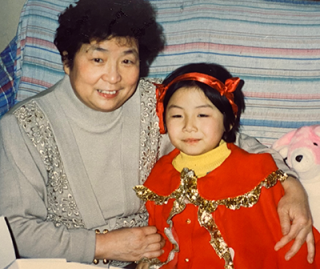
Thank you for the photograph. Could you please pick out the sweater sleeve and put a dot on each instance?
(23, 200)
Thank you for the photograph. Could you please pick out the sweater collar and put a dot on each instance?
(204, 163)
(84, 116)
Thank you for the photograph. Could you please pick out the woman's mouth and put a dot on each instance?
(107, 94)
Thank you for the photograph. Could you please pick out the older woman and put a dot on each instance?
(70, 156)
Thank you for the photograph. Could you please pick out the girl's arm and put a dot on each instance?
(293, 208)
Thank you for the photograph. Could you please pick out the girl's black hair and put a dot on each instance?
(99, 20)
(230, 120)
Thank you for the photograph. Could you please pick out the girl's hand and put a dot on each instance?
(295, 219)
(129, 244)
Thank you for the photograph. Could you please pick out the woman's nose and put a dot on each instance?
(111, 74)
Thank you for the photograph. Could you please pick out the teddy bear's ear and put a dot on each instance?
(282, 144)
(317, 130)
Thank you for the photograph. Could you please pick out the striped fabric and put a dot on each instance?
(7, 89)
(273, 45)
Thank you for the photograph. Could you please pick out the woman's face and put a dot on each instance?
(105, 74)
(194, 124)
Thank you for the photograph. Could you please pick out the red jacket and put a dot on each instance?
(251, 232)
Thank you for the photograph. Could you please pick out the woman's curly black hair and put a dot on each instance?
(221, 102)
(99, 20)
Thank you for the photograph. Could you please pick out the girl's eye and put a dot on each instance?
(126, 61)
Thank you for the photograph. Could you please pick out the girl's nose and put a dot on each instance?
(190, 125)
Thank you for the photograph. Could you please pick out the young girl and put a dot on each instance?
(214, 203)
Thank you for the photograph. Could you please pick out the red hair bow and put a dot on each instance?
(226, 89)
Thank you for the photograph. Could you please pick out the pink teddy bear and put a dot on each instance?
(301, 151)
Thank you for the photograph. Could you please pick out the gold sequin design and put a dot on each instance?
(62, 208)
(150, 137)
(187, 192)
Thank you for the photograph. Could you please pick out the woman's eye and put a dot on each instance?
(98, 60)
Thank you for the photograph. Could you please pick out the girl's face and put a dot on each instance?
(194, 124)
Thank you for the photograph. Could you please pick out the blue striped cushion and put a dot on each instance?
(273, 45)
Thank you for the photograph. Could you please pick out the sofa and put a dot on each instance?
(274, 46)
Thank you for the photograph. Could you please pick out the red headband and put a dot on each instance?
(226, 90)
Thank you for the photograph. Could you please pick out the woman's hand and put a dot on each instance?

────────────────────────────────────────

**TAREA:**
Dispón en una tabla Markdown el tramo de los datos que va desde la línea que contiene "design and put a dot on each instance?" hasta el final de los datos, ambos extremos incluidos. Usa las columnas «Fila», con el número de fila, y «Línea», con el texto de cada línea, y omite las líneas en blanco.

**RESULTADO:**
| Fila | Línea |
|---|---|
| 1 | Thank you for the photograph. Could you please pick out the gold sequin design and put a dot on each instance? |
| 2 | (62, 208) |
| 3 | (150, 137) |
| 4 | (187, 192) |
| 5 | Thank you for the photograph. Could you please pick out the woman's eye and put a dot on each instance? |
| 6 | (98, 60) |
| 7 | Thank you for the photograph. Could you please pick out the girl's face and put a dot on each instance? |
| 8 | (194, 124) |
| 9 | Thank you for the photograph. Could you please pick out the blue striped cushion and put a dot on each instance? |
| 10 | (273, 45) |
| 11 | Thank you for the photograph. Could you please pick out the sofa and put a dot on each instance? |
| 12 | (274, 46) |
| 13 | Thank you for the photograph. Could you please pick out the red headband and put a dot on each instance? |
| 14 | (226, 90) |
| 15 | Thank you for the photograph. Could you please pick out the woman's hand and put a dot on each instance? |